• Source:
++++++++

Tuesday, December 31, 2013

Samsara in a Bottle



Big Sur serves up Fire like no place else on Earth. There's the epic grandeur of the destruction, framed against ocean and sky. Giant flames that dance like demons through the forest, racing towards your home. You already feel you're a tiny part of the cosmos here, and that sense is amplified by the terror of fire. 

Of all the possible rock-bottom, soul-twisting life events, fire comes near the top of the list. As several of my dear friends learned this past month, great loss and radical shifts of perspective go hand in hand.

Sometimes those shifts are subtle, like a whisper, other times stark and in-your-face, but the gifts fire brings are always profound.

Life turns on a dime, as my Dad used to say, and the fast-moving Pfeiffer Fire which began just before midnight on December 15 was a shattering example of this fact. A few key individuals who happened to be awake, who saw flames and smelled smoke, sounded the alarm that saved several lives. People fled with the clothes on their backs and nothing else. 30' flames in driveways and gardens led to emergency convoys over back roads and down the mountain to safety.

So many acres, so many homes, so many people displaced, disasters are always reported with numbers, as if the numbers can help us to digest the event and somehow convey the power of the story. Those who are living the reality of losing, almost losing, or fighting to save their homes, know that integrating this particular fire into their personal experience is going to take the tincture of time.

And then, the soul gifts, just in time for Christmas: 

We are connected, none of us is really alone. The Pfeiffer Fire produced an outpouring of love and support, donations and concern, bringing all of us closer into the circle of community. Also, we are stronger than we know. Especially I think of my friend who fought the fire for hours in her flip-flops (and probably could have done it in her heels.)

++++++++

• Data supplied:
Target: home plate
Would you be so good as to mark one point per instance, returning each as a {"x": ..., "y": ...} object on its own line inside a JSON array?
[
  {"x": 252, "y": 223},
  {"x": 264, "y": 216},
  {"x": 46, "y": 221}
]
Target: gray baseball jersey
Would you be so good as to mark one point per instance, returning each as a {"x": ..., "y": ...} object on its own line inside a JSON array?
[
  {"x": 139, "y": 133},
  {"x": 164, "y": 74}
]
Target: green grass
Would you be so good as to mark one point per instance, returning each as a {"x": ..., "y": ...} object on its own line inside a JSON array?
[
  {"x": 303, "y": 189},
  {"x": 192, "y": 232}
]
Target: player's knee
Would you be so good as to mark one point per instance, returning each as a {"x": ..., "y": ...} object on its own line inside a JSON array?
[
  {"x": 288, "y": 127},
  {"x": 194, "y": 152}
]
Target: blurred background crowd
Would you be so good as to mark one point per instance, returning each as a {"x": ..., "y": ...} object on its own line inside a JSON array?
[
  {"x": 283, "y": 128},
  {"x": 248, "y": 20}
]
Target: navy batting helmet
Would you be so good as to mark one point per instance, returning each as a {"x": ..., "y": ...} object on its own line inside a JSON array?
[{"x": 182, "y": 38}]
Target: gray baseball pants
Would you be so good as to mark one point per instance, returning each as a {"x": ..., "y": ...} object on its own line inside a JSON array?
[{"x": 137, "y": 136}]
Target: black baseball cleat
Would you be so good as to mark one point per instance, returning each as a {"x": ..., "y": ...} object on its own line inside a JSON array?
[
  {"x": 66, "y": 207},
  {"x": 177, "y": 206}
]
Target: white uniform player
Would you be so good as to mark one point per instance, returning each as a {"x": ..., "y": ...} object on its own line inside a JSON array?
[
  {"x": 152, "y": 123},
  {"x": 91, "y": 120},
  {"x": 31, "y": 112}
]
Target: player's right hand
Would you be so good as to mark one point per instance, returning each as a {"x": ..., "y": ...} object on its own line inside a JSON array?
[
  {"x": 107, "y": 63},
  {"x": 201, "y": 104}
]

++++++++

• Tasks to carry out:
A) List the three things the Pfeiffer Fire post says are counted with "so many" when disasters are reported.
B) Reproduce the stretch of the Pfeiffer Fire post from "Samsara in a" through "hand in hand.".
The records are separate material, unconnected to the Pfeiffer Fire post.

• Answer list:
A) acres, homes, people displaced

B)
Samsara in a Bottle



Big Sur serves up Fire like no place else on Earth. There's the epic grandeur of the destruction, framed against ocean and sky. Giant flames that dance like demons through the forest, racing towards your home. You already feel you're a tiny part of the cosmos here, and that sense is amplified by the terror of fire. 

Of all the possible rock-bottom, soul-twisting life events, fire comes near the top of the list. As several of my dear friends learned this past month, great loss and radical shifts of perspective go hand in hand.